• Source excerpt:
* * * * * * *

A shot-up and burnt-out car from Bucha, Ukraine, will be parked on George-Grosz-Platz on Kurfürstendamm from Monday, August 22 to mid-September. The German-Ukrainian exhibition “Testament of Bucha” warns of the horrors of war.

Russian soldiers massacred civilians in the Ukrainian city last spring. A 53-year-old woman, her 14-year-old daughter and two other women died in an attack in the car.

The car wreck stands “in contrast to the orderly environment” of the Ku’damm and “thus confronts the visitors with the reality of the war and the daily struggle of the Ukrainians,” according to an announcement by the organizers and the Charlottenburg-Wilmersdorf district office .

* * * * * * *

• Material shown:
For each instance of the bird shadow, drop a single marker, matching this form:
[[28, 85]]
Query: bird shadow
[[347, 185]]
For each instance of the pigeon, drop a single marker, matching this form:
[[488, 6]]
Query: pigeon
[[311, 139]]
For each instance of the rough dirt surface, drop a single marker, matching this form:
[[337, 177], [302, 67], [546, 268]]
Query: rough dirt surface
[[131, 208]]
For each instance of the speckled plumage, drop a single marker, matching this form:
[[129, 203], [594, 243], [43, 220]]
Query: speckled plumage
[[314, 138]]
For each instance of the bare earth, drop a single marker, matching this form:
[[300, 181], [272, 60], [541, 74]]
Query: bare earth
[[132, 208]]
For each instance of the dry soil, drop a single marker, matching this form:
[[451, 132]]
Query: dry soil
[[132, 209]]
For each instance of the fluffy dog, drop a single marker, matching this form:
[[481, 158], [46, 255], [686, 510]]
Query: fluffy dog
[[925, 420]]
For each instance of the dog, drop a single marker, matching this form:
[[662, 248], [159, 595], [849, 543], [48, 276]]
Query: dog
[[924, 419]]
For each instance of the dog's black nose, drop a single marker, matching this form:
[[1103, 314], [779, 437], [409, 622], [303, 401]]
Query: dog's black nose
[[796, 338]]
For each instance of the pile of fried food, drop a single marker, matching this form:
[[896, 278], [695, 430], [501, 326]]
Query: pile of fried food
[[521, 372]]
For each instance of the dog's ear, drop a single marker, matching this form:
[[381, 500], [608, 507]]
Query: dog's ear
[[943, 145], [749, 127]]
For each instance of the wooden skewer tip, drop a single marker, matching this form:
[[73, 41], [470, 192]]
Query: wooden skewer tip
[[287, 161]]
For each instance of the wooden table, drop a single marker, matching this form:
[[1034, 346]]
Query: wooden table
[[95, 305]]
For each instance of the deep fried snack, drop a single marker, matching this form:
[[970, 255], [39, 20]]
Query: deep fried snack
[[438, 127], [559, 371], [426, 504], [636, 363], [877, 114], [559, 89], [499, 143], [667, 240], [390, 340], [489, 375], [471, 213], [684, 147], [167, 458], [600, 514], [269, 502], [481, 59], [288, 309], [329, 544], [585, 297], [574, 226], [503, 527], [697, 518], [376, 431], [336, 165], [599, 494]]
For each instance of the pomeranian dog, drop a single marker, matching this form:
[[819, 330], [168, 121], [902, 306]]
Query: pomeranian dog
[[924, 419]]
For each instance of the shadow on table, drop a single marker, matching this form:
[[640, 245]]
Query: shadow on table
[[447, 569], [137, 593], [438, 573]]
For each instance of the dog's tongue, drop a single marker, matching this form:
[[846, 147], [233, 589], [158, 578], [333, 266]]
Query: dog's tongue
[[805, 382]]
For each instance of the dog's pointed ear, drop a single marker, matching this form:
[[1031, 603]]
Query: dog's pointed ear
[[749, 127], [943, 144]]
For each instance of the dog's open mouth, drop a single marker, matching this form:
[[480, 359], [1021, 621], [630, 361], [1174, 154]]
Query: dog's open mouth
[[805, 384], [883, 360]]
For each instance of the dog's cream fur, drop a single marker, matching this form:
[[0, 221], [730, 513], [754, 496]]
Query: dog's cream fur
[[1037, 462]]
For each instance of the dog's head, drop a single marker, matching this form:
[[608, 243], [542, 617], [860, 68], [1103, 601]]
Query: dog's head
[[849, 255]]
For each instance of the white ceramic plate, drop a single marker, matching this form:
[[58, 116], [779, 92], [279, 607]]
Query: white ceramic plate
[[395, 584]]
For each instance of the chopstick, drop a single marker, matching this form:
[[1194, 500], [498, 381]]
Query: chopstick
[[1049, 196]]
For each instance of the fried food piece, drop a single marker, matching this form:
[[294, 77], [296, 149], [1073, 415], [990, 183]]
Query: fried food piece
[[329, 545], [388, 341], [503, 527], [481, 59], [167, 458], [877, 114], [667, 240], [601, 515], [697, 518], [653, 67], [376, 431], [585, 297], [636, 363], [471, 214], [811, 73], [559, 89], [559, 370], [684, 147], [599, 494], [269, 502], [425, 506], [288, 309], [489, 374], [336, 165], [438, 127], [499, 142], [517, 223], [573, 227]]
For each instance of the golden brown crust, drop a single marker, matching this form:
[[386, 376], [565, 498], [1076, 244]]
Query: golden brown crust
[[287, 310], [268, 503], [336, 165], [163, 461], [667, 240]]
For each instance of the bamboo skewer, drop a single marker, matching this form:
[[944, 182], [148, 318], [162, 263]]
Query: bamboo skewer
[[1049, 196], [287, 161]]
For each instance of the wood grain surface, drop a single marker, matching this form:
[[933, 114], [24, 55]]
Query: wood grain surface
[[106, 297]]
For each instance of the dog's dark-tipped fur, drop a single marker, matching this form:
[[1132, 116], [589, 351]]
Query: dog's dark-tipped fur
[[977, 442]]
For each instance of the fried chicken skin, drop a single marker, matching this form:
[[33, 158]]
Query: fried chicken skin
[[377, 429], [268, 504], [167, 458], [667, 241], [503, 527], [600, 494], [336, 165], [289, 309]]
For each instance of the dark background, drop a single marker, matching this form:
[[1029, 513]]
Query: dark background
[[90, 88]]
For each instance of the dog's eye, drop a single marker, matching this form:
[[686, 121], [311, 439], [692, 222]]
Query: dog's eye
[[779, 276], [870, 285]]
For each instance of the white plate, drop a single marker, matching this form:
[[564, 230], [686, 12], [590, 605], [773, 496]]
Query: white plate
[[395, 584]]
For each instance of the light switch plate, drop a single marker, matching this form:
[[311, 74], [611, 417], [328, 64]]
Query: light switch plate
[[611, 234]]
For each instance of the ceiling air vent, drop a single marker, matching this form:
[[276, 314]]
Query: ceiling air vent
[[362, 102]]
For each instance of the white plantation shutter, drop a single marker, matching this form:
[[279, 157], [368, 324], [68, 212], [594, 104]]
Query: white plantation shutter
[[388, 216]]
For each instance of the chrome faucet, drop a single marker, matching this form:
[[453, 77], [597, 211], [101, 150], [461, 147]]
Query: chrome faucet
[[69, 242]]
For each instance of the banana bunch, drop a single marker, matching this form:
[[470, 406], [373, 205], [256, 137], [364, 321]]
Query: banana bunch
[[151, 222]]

* * * * * * *

• Tasks to complete:
a - According to the passage on the Bucha car, where will the car be parked?
b - Do these statements agree with the passage on the Bucha car? (i) The car will be on display until mid-September. (ii) Five people died in the attack in the car. (iii) The exhibition is German-Ukrainian.
c - Return the words of the passage on the Bucha car between "A shot-up and" and "horrors of war.", inclusive, unchanged.

• Task-by-task solutions:
a - On George-Grosz-Platz on Kurfürstendamm.

b -
(i) Yes: "from Monday, August 22 to mid-September."
(ii) No: "A 53-year-old woman, her 14-year-old daughter and two other women died in an attack in the car."
(iii) Yes: "The German-Ukrainian exhibition “Testament of Bucha” warns of the horrors of war."

c -
A shot-up and burnt-out car from Bucha, Ukraine, will be parked on George-Grosz-Platz on Kurfürstendamm from Monday, August 22 to mid-September. The German-Ukrainian exhibition “Testament of Bucha” warns of the horrors of war.